▸ **Do this**
Reproduce the following lines of the listing below verbatim: begin at the line that contains "Note: for every instance of the ceiling fan light" and continue through the final line of the listing.

═══ The records ═══

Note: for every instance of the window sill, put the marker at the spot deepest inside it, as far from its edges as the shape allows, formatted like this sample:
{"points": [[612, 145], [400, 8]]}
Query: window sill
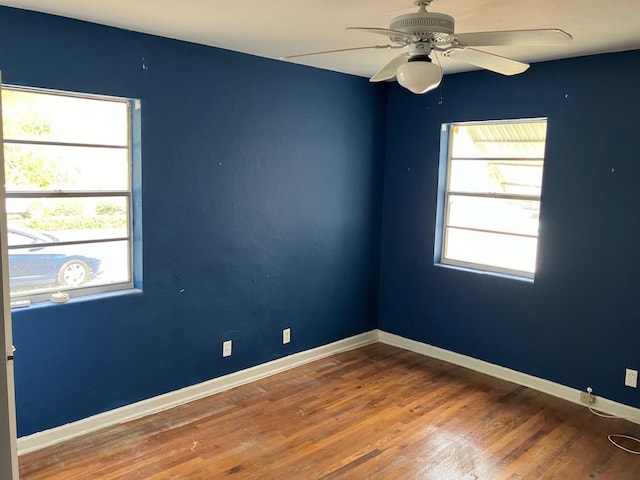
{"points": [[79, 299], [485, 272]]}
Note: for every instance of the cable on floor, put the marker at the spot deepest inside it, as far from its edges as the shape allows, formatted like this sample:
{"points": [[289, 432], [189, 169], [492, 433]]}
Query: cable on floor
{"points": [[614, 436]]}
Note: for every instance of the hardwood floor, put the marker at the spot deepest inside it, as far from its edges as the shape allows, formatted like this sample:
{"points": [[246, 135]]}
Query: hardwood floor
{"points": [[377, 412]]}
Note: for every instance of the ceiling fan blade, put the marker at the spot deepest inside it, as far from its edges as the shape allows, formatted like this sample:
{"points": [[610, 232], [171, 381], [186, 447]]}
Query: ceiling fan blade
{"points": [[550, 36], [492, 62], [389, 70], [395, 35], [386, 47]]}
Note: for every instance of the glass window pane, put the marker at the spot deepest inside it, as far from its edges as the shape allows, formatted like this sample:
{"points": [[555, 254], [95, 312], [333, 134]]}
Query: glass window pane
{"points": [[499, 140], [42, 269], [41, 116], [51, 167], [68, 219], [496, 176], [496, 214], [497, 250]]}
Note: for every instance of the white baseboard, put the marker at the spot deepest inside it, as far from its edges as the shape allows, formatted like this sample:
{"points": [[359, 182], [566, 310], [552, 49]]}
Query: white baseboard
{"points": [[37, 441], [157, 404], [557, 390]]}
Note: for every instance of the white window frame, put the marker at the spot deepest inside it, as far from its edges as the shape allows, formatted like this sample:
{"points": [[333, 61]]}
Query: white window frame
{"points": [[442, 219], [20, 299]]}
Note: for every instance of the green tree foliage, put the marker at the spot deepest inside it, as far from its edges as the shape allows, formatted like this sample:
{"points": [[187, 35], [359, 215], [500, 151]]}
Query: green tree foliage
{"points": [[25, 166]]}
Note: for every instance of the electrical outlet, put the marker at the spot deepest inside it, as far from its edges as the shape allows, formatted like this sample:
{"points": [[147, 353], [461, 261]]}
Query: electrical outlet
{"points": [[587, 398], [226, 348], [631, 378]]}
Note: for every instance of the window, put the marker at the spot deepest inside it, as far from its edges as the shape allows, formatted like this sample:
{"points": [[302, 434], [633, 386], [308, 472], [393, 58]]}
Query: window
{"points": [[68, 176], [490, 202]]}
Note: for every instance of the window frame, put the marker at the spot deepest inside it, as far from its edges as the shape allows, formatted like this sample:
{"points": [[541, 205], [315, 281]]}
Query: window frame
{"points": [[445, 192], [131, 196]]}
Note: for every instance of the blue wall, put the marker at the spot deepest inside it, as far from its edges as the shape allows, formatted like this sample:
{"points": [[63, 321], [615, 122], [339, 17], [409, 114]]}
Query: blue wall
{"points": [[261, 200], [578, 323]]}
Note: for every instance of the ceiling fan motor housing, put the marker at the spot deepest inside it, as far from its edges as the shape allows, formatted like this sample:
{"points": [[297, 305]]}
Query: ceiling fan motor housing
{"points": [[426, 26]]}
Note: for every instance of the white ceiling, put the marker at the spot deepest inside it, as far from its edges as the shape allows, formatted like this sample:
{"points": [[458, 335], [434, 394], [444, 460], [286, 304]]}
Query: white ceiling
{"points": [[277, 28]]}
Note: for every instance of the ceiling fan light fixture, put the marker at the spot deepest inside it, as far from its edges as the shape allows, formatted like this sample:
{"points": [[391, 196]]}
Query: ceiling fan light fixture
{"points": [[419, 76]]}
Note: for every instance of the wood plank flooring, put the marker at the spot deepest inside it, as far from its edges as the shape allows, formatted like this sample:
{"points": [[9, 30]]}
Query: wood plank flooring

═══

▸ **Exercise output**
Note: for every instance of the ceiling fan light fixture, put the marker at the spot deepest inside it, as far from its edges as the shape allows, formatted like this sample:
{"points": [[391, 196]]}
Query: ceiling fan light fixture
{"points": [[419, 76]]}
Note: for every instance of the wood plank flooring, put the marker at the spot deepest inside it, as far from its edges as the shape allows, formatted like this sample:
{"points": [[9, 30]]}
Query: wood plank flooring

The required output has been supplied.